#### Labeled region records
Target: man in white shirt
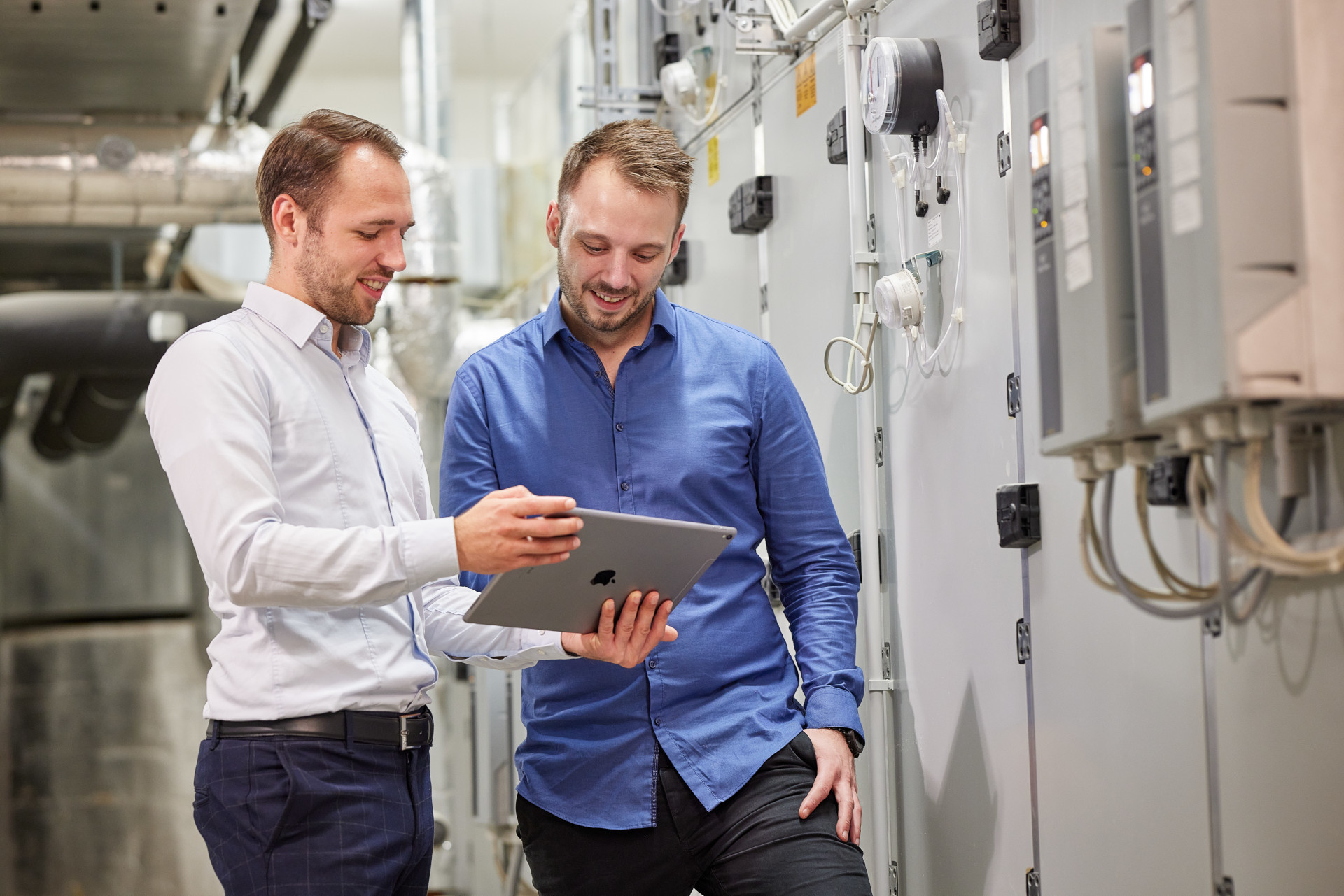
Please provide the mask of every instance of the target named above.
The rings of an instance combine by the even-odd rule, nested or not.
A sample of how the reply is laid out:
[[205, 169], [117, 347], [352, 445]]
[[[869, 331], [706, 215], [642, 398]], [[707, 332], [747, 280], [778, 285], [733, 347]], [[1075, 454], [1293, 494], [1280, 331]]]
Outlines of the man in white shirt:
[[430, 652], [495, 668], [638, 665], [671, 602], [609, 602], [587, 635], [472, 626], [457, 572], [558, 563], [571, 498], [521, 486], [435, 519], [406, 398], [363, 324], [413, 226], [390, 132], [320, 110], [257, 175], [271, 243], [242, 310], [167, 352], [145, 411], [222, 621], [210, 645], [196, 825], [228, 896], [423, 896]]

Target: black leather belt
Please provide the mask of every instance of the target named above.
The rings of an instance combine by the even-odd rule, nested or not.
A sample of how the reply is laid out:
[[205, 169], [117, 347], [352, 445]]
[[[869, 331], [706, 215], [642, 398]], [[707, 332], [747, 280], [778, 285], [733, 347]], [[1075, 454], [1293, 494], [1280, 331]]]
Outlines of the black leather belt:
[[320, 716], [271, 721], [220, 721], [211, 719], [207, 737], [325, 737], [414, 750], [434, 743], [434, 716], [429, 709], [410, 715], [383, 712], [324, 712]]

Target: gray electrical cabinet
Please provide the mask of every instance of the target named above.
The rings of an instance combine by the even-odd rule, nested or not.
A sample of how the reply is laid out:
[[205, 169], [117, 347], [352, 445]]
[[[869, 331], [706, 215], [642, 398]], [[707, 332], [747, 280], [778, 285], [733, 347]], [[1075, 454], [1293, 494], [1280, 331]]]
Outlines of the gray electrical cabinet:
[[[1309, 122], [1298, 120], [1297, 5], [1310, 4], [1128, 7], [1145, 422], [1169, 426], [1219, 404], [1313, 398], [1344, 386], [1320, 376], [1340, 367], [1337, 345], [1313, 351], [1310, 336], [1316, 322], [1339, 314], [1340, 300], [1339, 287], [1321, 279], [1316, 289], [1333, 296], [1313, 300], [1306, 289], [1298, 126]], [[1316, 60], [1325, 73], [1339, 70], [1332, 55]], [[1340, 117], [1333, 107], [1327, 114]]]
[[1138, 430], [1125, 32], [1089, 27], [1027, 73], [1042, 451]]

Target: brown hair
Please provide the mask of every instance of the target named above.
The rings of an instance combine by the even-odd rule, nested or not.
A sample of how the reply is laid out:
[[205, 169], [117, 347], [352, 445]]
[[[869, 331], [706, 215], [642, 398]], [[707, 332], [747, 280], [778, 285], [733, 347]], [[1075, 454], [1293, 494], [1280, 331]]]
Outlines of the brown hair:
[[677, 223], [681, 222], [685, 204], [691, 199], [692, 159], [677, 145], [676, 134], [648, 118], [613, 121], [570, 146], [560, 167], [560, 185], [556, 193], [562, 218], [564, 201], [578, 185], [579, 177], [599, 159], [609, 159], [616, 171], [636, 189], [673, 193]]
[[340, 161], [347, 149], [359, 144], [368, 144], [394, 161], [406, 154], [387, 128], [331, 109], [314, 109], [276, 133], [257, 168], [257, 206], [267, 239], [276, 239], [270, 210], [281, 193], [289, 193], [308, 212], [309, 227], [321, 230], [327, 193]]

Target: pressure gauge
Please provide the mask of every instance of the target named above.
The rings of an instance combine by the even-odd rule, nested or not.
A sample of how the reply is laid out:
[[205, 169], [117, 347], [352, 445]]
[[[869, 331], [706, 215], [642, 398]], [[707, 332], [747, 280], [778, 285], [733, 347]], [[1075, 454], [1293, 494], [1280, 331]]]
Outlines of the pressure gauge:
[[931, 134], [938, 128], [942, 52], [933, 40], [874, 38], [863, 52], [863, 124], [875, 134]]
[[918, 326], [923, 320], [923, 298], [919, 281], [907, 269], [887, 274], [872, 287], [872, 304], [883, 326], [899, 329]]

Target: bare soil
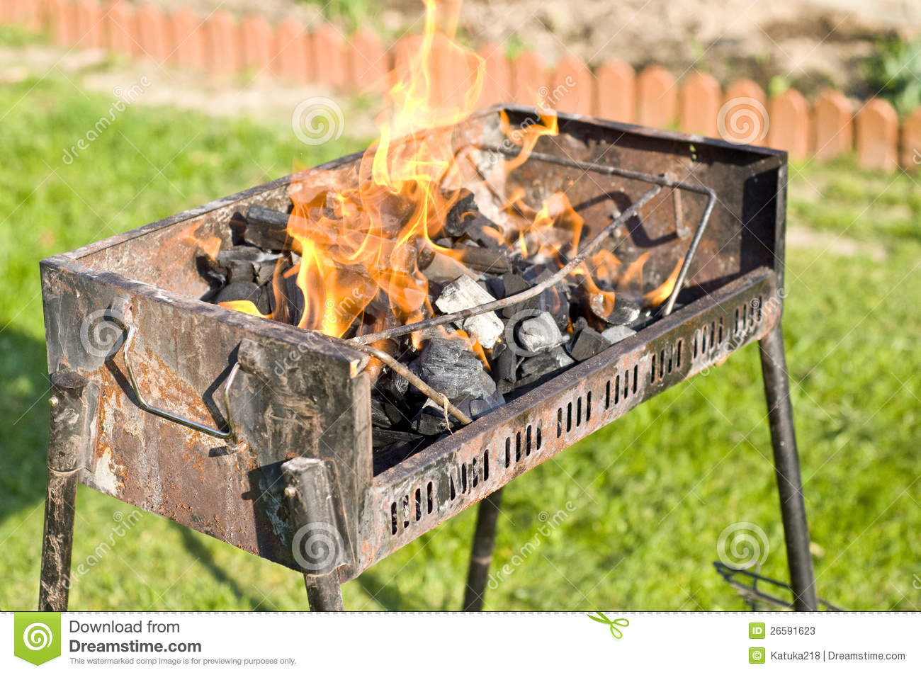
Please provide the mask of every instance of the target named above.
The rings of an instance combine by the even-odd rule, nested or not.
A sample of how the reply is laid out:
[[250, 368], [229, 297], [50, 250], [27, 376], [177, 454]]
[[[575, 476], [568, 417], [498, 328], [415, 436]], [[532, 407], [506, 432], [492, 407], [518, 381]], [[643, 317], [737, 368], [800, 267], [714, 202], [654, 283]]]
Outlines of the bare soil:
[[[157, 1], [203, 13], [253, 11], [249, 0]], [[258, 11], [312, 26], [326, 5], [262, 0]], [[368, 5], [364, 24], [388, 41], [421, 29], [419, 0]], [[527, 47], [551, 64], [574, 52], [592, 64], [615, 57], [635, 67], [659, 64], [676, 75], [696, 68], [724, 83], [747, 76], [766, 87], [779, 77], [807, 94], [834, 86], [857, 96], [868, 93], [859, 62], [874, 41], [919, 33], [919, 0], [466, 0], [460, 27], [474, 46]]]

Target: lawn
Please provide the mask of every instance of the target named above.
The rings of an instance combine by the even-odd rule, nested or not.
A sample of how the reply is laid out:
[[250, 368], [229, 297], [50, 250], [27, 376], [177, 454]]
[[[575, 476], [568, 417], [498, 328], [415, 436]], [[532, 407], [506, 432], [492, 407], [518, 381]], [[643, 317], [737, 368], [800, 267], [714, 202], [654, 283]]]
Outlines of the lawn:
[[[38, 591], [48, 417], [38, 261], [277, 178], [292, 160], [362, 146], [308, 148], [286, 127], [135, 105], [64, 162], [111, 105], [64, 79], [0, 86], [3, 609], [34, 608]], [[825, 238], [789, 250], [785, 318], [819, 592], [846, 609], [916, 610], [921, 190], [849, 160], [797, 166], [789, 220]], [[857, 242], [854, 254], [830, 245], [838, 235]], [[506, 490], [495, 561], [511, 572], [487, 609], [745, 609], [711, 564], [737, 522], [764, 530], [762, 571], [787, 577], [756, 348], [716, 372]], [[297, 573], [82, 487], [77, 502], [74, 609], [306, 607]], [[561, 509], [548, 531], [541, 512]], [[473, 520], [468, 510], [345, 585], [345, 606], [460, 607]]]

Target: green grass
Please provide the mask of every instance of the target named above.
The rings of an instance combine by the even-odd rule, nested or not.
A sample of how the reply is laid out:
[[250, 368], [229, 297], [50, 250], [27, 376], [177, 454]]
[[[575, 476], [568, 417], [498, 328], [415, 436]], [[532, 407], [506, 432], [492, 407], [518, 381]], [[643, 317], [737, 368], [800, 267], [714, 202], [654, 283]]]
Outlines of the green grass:
[[[33, 608], [38, 590], [48, 415], [38, 261], [276, 178], [292, 159], [360, 145], [305, 149], [286, 128], [136, 105], [64, 164], [63, 148], [110, 105], [57, 80], [0, 87], [4, 609]], [[791, 176], [792, 227], [845, 233], [888, 255], [789, 251], [785, 328], [820, 594], [849, 609], [917, 609], [919, 191], [848, 161]], [[740, 521], [768, 538], [763, 572], [787, 577], [756, 349], [715, 372], [506, 490], [494, 571], [518, 564], [487, 608], [745, 609], [711, 566], [720, 532]], [[567, 504], [546, 531], [539, 514]], [[150, 514], [126, 527], [132, 511], [80, 489], [74, 567], [86, 569], [74, 609], [306, 606], [297, 573]], [[347, 584], [346, 607], [458, 608], [473, 518], [469, 510]]]

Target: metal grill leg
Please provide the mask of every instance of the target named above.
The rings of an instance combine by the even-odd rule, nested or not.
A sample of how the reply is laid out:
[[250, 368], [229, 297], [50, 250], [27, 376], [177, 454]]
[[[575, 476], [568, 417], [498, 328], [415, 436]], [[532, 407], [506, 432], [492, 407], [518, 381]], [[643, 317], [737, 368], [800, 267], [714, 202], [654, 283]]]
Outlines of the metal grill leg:
[[98, 388], [73, 370], [52, 373], [48, 489], [41, 541], [39, 610], [65, 611], [74, 546], [76, 472], [93, 442]]
[[501, 505], [502, 488], [480, 502], [476, 530], [473, 533], [473, 548], [470, 554], [470, 569], [467, 572], [467, 588], [463, 595], [464, 611], [480, 611], [483, 609], [489, 564], [493, 560], [493, 548], [495, 546], [495, 521], [499, 518]]
[[780, 495], [780, 514], [784, 521], [787, 561], [790, 569], [793, 605], [799, 611], [819, 609], [815, 590], [812, 557], [810, 554], [809, 526], [803, 500], [799, 455], [793, 428], [793, 407], [784, 355], [784, 333], [777, 325], [759, 343], [761, 369], [764, 378], [764, 396], [774, 446], [774, 464]]
[[310, 611], [342, 611], [339, 566], [345, 539], [327, 496], [326, 466], [321, 460], [297, 457], [282, 464], [282, 476], [295, 528], [292, 553], [304, 572]]

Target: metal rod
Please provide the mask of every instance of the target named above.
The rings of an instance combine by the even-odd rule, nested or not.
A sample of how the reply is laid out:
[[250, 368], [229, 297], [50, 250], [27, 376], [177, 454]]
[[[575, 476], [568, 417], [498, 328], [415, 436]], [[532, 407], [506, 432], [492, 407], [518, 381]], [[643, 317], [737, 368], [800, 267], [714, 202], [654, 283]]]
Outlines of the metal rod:
[[227, 419], [227, 428], [226, 431], [215, 429], [211, 426], [207, 426], [181, 415], [173, 414], [172, 413], [163, 410], [162, 408], [153, 406], [146, 402], [144, 395], [141, 393], [141, 390], [137, 386], [137, 380], [134, 378], [134, 371], [132, 369], [131, 362], [128, 360], [128, 350], [131, 349], [131, 345], [134, 341], [134, 333], [136, 331], [137, 329], [134, 324], [128, 326], [128, 336], [124, 340], [124, 347], [122, 349], [122, 356], [124, 360], [125, 372], [128, 374], [128, 381], [131, 382], [131, 388], [134, 390], [134, 396], [137, 398], [138, 406], [147, 413], [163, 417], [170, 422], [182, 425], [183, 426], [188, 426], [190, 429], [200, 431], [203, 434], [207, 434], [208, 436], [213, 436], [217, 438], [235, 437], [237, 431], [233, 424], [233, 412], [230, 410], [230, 387], [233, 385], [233, 380], [237, 377], [237, 371], [239, 370], [239, 362], [233, 365], [233, 367], [230, 369], [230, 375], [227, 376], [227, 382], [224, 383], [224, 417]]
[[[473, 147], [480, 148], [481, 150], [486, 150], [487, 152], [495, 152], [509, 156], [517, 155], [517, 153], [515, 153], [511, 148], [506, 148], [500, 145], [483, 145], [474, 144]], [[698, 194], [706, 195], [706, 205], [704, 207], [704, 214], [701, 215], [700, 225], [697, 226], [697, 231], [694, 233], [694, 239], [691, 239], [691, 243], [688, 245], [688, 251], [684, 255], [684, 262], [682, 263], [682, 269], [678, 273], [678, 277], [675, 279], [675, 286], [671, 289], [671, 294], [669, 296], [669, 299], [666, 301], [661, 310], [661, 315], [663, 317], [667, 317], [670, 314], [671, 310], [675, 308], [675, 301], [678, 299], [678, 294], [683, 287], [684, 280], [687, 278], [688, 272], [691, 269], [691, 261], [694, 260], [694, 256], [697, 252], [697, 247], [700, 245], [700, 241], [704, 237], [704, 230], [706, 228], [706, 224], [710, 220], [710, 214], [713, 212], [714, 204], [717, 203], [717, 193], [711, 188], [705, 185], [694, 185], [694, 183], [678, 180], [671, 178], [670, 175], [656, 176], [643, 171], [634, 171], [629, 169], [612, 167], [608, 164], [583, 162], [578, 159], [560, 157], [555, 155], [548, 155], [547, 153], [542, 152], [532, 152], [528, 156], [528, 159], [548, 162], [550, 164], [556, 164], [562, 167], [569, 167], [570, 169], [577, 169], [580, 171], [591, 171], [593, 173], [602, 173], [609, 176], [620, 176], [621, 178], [641, 180], [643, 182], [671, 188], [673, 190], [687, 190], [689, 192], [697, 192]], [[683, 217], [682, 220], [683, 221]]]
[[787, 561], [790, 570], [793, 606], [799, 611], [816, 611], [815, 576], [810, 553], [809, 526], [803, 499], [799, 455], [793, 428], [793, 407], [784, 355], [784, 333], [780, 320], [759, 342], [764, 396], [774, 446], [774, 464], [780, 495], [780, 515], [784, 522]]
[[467, 588], [463, 594], [463, 611], [483, 610], [483, 598], [486, 594], [486, 581], [489, 577], [489, 564], [493, 562], [493, 549], [495, 547], [495, 524], [502, 506], [502, 488], [480, 502], [476, 515], [476, 530], [473, 532], [473, 546], [470, 553], [470, 567], [467, 570]]
[[99, 388], [74, 370], [51, 375], [48, 487], [39, 584], [41, 611], [66, 611], [77, 471], [91, 454]]
[[[461, 309], [460, 311], [453, 312], [451, 314], [444, 314], [440, 317], [435, 317], [433, 319], [426, 319], [423, 321], [416, 321], [415, 323], [409, 323], [405, 326], [397, 326], [395, 328], [388, 329], [387, 331], [379, 331], [378, 332], [369, 332], [365, 335], [357, 335], [354, 338], [348, 340], [350, 345], [355, 344], [367, 344], [369, 343], [376, 343], [380, 340], [388, 340], [394, 337], [400, 337], [410, 332], [415, 332], [416, 331], [424, 331], [426, 328], [434, 328], [436, 326], [443, 326], [446, 323], [451, 323], [453, 321], [459, 321], [463, 319], [468, 319], [470, 317], [474, 317], [479, 314], [484, 314], [488, 311], [495, 311], [496, 309], [502, 309], [507, 307], [511, 307], [512, 305], [518, 305], [519, 303], [524, 302], [525, 300], [530, 300], [531, 297], [541, 295], [550, 286], [560, 283], [563, 279], [566, 277], [573, 270], [578, 267], [585, 259], [593, 253], [617, 227], [625, 223], [627, 220], [632, 218], [636, 215], [646, 204], [655, 197], [659, 192], [661, 190], [660, 187], [654, 187], [651, 190], [647, 191], [643, 195], [634, 202], [629, 208], [627, 208], [624, 213], [618, 215], [616, 218], [611, 221], [608, 226], [602, 229], [591, 241], [586, 244], [585, 248], [579, 251], [578, 255], [566, 262], [565, 265], [557, 270], [554, 274], [548, 276], [544, 281], [536, 285], [531, 286], [520, 293], [516, 293], [514, 296], [509, 296], [508, 297], [504, 297], [501, 300], [493, 300], [492, 302], [487, 302], [484, 305], [478, 305], [477, 307], [472, 307], [467, 309]], [[693, 243], [693, 242], [692, 242]], [[679, 277], [681, 275], [679, 274]]]
[[364, 354], [367, 354], [367, 355], [373, 356], [374, 358], [387, 364], [388, 366], [391, 367], [391, 368], [394, 370], [394, 372], [397, 372], [402, 377], [405, 378], [406, 381], [408, 381], [411, 385], [415, 387], [417, 390], [422, 391], [422, 393], [426, 394], [426, 396], [427, 396], [432, 401], [440, 405], [442, 408], [444, 408], [446, 411], [448, 411], [449, 414], [450, 414], [454, 419], [456, 419], [461, 425], [469, 425], [471, 422], [473, 421], [470, 417], [465, 415], [463, 413], [461, 413], [460, 410], [458, 410], [458, 408], [455, 407], [451, 403], [451, 402], [448, 400], [448, 396], [441, 393], [437, 390], [429, 387], [421, 378], [419, 378], [419, 376], [417, 376], [408, 367], [406, 367], [402, 363], [397, 361], [395, 358], [393, 358], [393, 356], [389, 355], [384, 350], [378, 349], [377, 347], [372, 346], [370, 344], [362, 344], [361, 343], [351, 342], [348, 340], [339, 340], [337, 338], [331, 337], [330, 335], [324, 335], [322, 333], [317, 333], [317, 334], [332, 342], [335, 342], [340, 344], [344, 344], [350, 349], [355, 349], [357, 352], [362, 352]]

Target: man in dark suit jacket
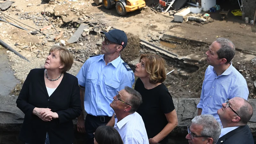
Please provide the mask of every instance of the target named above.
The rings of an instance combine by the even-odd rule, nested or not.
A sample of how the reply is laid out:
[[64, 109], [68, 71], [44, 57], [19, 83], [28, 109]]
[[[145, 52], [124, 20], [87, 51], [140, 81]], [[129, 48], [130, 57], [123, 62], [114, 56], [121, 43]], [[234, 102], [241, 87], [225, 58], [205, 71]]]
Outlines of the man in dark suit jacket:
[[223, 128], [217, 144], [253, 144], [247, 125], [253, 113], [252, 107], [246, 100], [238, 97], [227, 99], [218, 110]]

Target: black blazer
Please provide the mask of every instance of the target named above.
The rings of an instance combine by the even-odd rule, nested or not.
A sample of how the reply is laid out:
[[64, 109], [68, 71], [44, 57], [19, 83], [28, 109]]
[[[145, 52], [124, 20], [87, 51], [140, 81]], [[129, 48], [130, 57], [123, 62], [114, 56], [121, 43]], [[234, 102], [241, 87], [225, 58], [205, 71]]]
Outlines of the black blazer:
[[253, 144], [253, 138], [248, 125], [239, 127], [228, 132], [219, 139], [217, 144]]
[[[65, 73], [60, 85], [49, 97], [44, 82], [44, 68], [31, 70], [16, 101], [25, 114], [19, 138], [30, 144], [44, 144], [46, 132], [50, 143], [71, 144], [74, 134], [73, 119], [82, 111], [77, 79]], [[59, 118], [45, 122], [32, 113], [35, 108], [49, 108]]]

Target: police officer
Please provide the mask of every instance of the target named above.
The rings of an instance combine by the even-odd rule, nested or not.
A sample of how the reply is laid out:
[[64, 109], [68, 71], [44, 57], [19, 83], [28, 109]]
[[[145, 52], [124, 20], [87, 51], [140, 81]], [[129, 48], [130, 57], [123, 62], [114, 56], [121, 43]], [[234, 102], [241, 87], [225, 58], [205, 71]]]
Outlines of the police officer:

#### Problem statement
Can you reproduce, without any changes, the lines above from the one containing "Target: pressure gauge" through the one containing "326], [899, 329]]", both included?

#### Correct result
Target: pressure gauge
Please provide the mask of every instance of the target named above.
The rings of an instance combine by the even-odd rule, nested or not.
A sample of how the reply is laid out:
[[205, 169], [117, 347], [352, 445]]
[[[869, 331], [706, 215], [642, 398]], [[707, 332], [747, 280], [778, 285], [733, 347]], [[1075, 454], [1293, 494], [1280, 331]]]
Outlines of the pressure gauge:
[[931, 134], [938, 128], [942, 52], [933, 40], [874, 38], [863, 52], [863, 124], [875, 134]]
[[918, 326], [923, 320], [923, 298], [919, 281], [907, 269], [887, 274], [872, 287], [872, 304], [883, 326], [899, 329]]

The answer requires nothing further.